Task inputs:
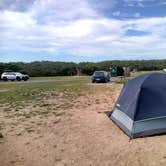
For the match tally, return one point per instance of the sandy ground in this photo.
(81, 135)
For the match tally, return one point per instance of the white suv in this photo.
(14, 76)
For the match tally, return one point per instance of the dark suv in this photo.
(100, 77)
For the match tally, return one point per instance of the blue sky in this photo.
(82, 30)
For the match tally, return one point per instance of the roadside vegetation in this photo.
(46, 68)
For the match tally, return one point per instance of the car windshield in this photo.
(99, 73)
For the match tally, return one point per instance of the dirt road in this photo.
(82, 135)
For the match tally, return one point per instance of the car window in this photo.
(99, 74)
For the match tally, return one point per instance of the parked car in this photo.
(12, 76)
(100, 77)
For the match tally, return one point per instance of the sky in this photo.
(82, 30)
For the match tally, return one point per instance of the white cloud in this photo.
(81, 31)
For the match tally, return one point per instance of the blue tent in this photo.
(141, 107)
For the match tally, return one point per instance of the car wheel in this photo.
(5, 79)
(25, 79)
(18, 78)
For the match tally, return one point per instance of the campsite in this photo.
(66, 123)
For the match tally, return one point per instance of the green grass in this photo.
(144, 72)
(60, 78)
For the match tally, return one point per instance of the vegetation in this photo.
(47, 68)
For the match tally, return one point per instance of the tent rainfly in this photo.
(141, 107)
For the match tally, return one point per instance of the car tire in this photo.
(5, 79)
(18, 78)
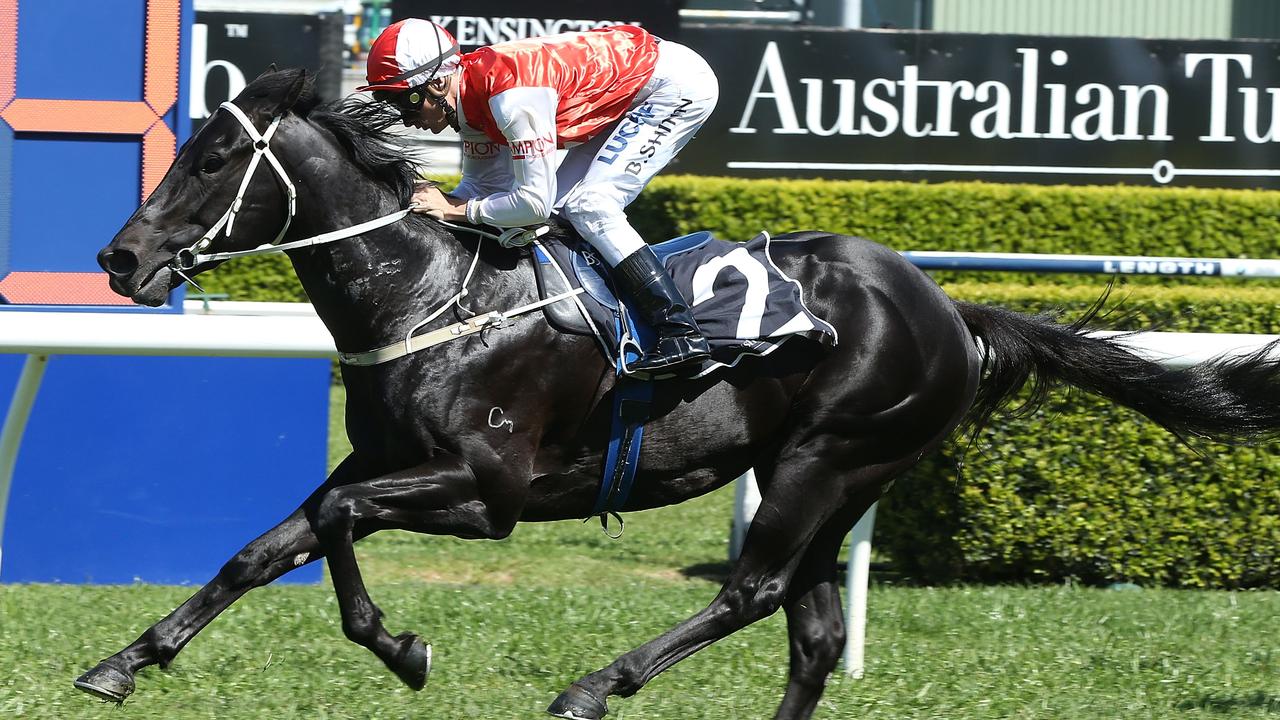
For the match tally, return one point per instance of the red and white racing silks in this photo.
(594, 76)
(621, 101)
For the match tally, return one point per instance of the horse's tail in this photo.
(1224, 399)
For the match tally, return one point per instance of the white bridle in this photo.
(190, 258)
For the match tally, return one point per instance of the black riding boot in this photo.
(645, 283)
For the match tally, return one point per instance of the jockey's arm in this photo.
(526, 117)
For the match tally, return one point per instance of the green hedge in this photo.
(1088, 491)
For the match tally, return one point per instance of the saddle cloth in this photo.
(743, 302)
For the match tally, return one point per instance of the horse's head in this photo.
(222, 192)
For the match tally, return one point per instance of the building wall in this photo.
(1128, 18)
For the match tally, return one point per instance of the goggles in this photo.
(406, 101)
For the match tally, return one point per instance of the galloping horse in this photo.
(826, 429)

Your objective:
Respond with an exact reproduction of the lines running from the one that contains "goggles in this photo." through the end of the material.

Result of this task:
For the match tally, return one point per instance of the goggles in this photo.
(406, 101)
For the match tally, return one point per instance of the galloping horse in this photo.
(826, 429)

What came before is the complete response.